- Document source -
************
Mais enfin le principe est excellent en lui-même, et Emerson devait le choisir pour trois motifs: 1o à cause de ses opinions personnelles, 2o à cause de la situation religieuse des États-Unis, 3o à cause du gouvernement américain. A cause de ses opinions personnelles, avonsnous dit: quelles sont les opinions politiques et religieuses d'Emerson? à quel parti appartient-il?

« Des deux grands partis politiques qui divisent l'Amérique à cette heure (dit-il), je répondrai que l'un a la meilleure cause et que l'autre possède les meilleurs hommes. Le philosophe, le poëte, l'homme religieux, souhaiteront de voter avec le démocrate pour le libre commerce, le suffrage universel, l'abolition des cruautés légales, et pour faciliter de toute manière, aux jeunes et aux pauvres, l'accès aux sources de la richesse et du pouvoir; mais rarement ils peuvent accepter, comme représentants de ces libéralités, les personnes que leur présente le parti populaire. Elles n'ont pas eu au cœur les fins qui donnent à ce mot de démocratie l'espérance et la vertu qu'il renferme. L'esprit de notre radicalisme américain est destructeur et sans élans, il n'a pas d'amour, il n'a pas de fins divines et ultérieures, il est destructeur simplement, sans haine et égoïsme. D'un autre côté, le parti conservateur, composé des hommes les plus modérés, les plus cultivés, les plus capables de la nation, est timide et se contente simplement d'étre le défenseur de la propriété; il ne venge aucun droit, il n'aspire à aucun bien réel, il ne flétrit aucun crime, il ne propose aucune police généreuse, il ne construit pas, n'écrit pas, ne chérit pas les arts, il n'anime pas la religion, n'établit pas d'écoles, n'encourage pas la science, n'émancipe pas l'esclave, ne fraternise pas avec le pauvre, l'Indien ou l'émigrant. D'aucun de ces deux partis, une fois au poцvoir, on ne doit attendre quelque bienfait proportionné aux ressources de la nation, pour la science, l'art ou l'humanité.>>>

Voilà une explication franche, sans hésitation, et qui sépare Emerson de ces deux partis à la fois. Croit-il davantage à la philanthropie? Il succombe souvent, dit-il, et donne son dollar; « mais ce n'est qu'un stérile dollar. >> Croit-il aux sociétés religieuses? Il s'est séparé de son Église. Quant aux mortes sociétés bibliques, comme il les appelle, il n'en tient aucun compte. C'est un homme qui n'est d'aucun parti, d'aucune Église, d'aucune opinion accréditée en Amérique. Ses opinions sont donc toutes personnelles et individuelles. A quoi et à qui croitil? A lui. De la position d'Emerson au milieu des partis et des systèmes américains découlera naturellement sa philosophie. Il n'appartient à aucun parti; de là résultera, soyez-en sûr, la protestation en faveur de l'individu contre la multitude.
************
- Lignes de données -
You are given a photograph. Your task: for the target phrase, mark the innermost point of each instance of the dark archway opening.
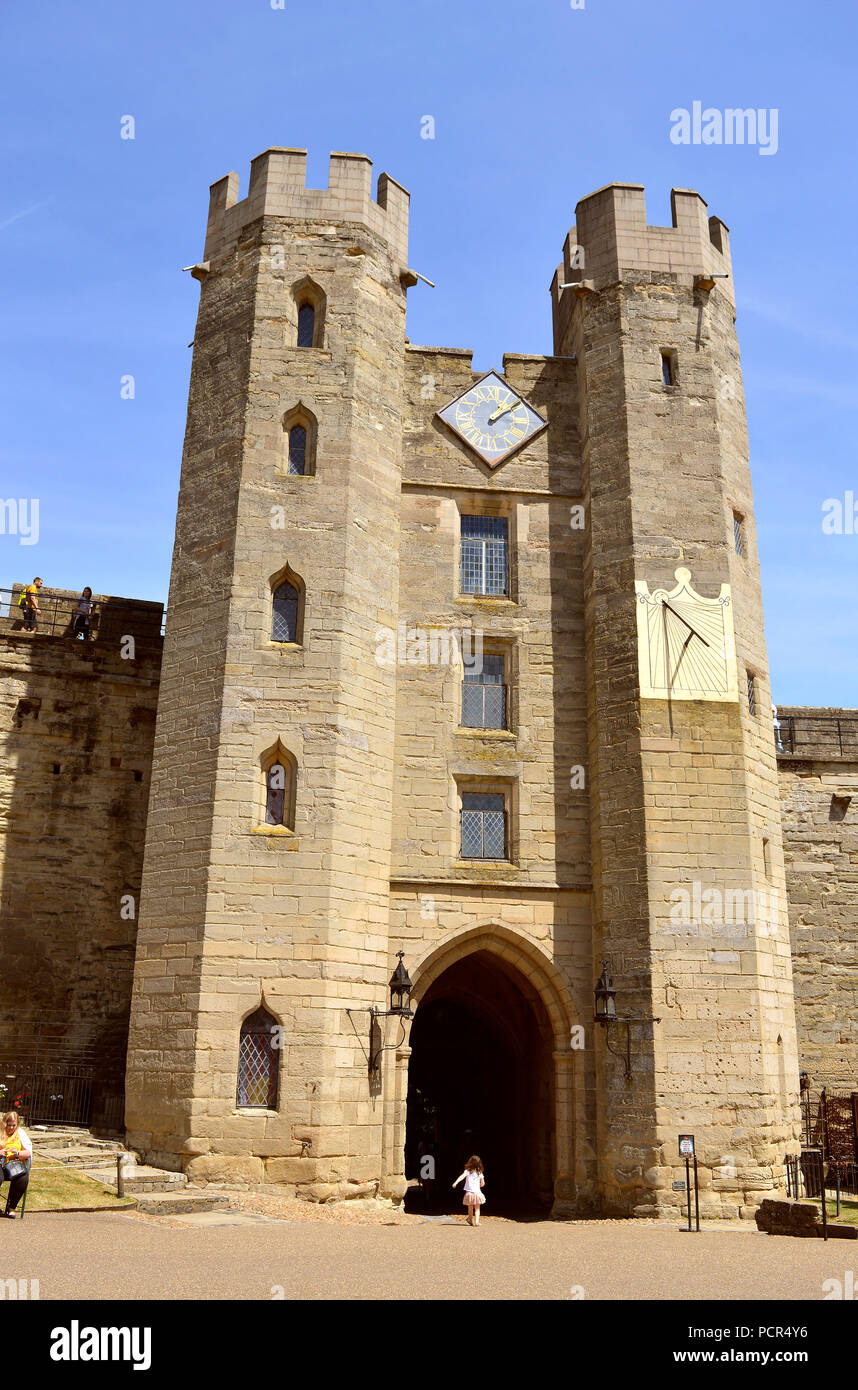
(480, 1082)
************
- La consigne -
Pouvez-vous recopier mot pour mot le passage du texte sur Emerson qui commence à « Mais enfin le » et se termine à « quel parti appartient-il? » ?

- Réponse attendue -
Mais enfin le principe est excellent en lui-même, et Emerson devait le choisir pour trois motifs: 1o à cause de ses opinions personnelles, 2o à cause de la situation religieuse des États-Unis, 3o à cause du gouvernement américain. A cause de ses opinions personnelles, avonsnous dit: quelles sont les opinions politiques et religieuses d'Emerson? à quel parti appartient-il?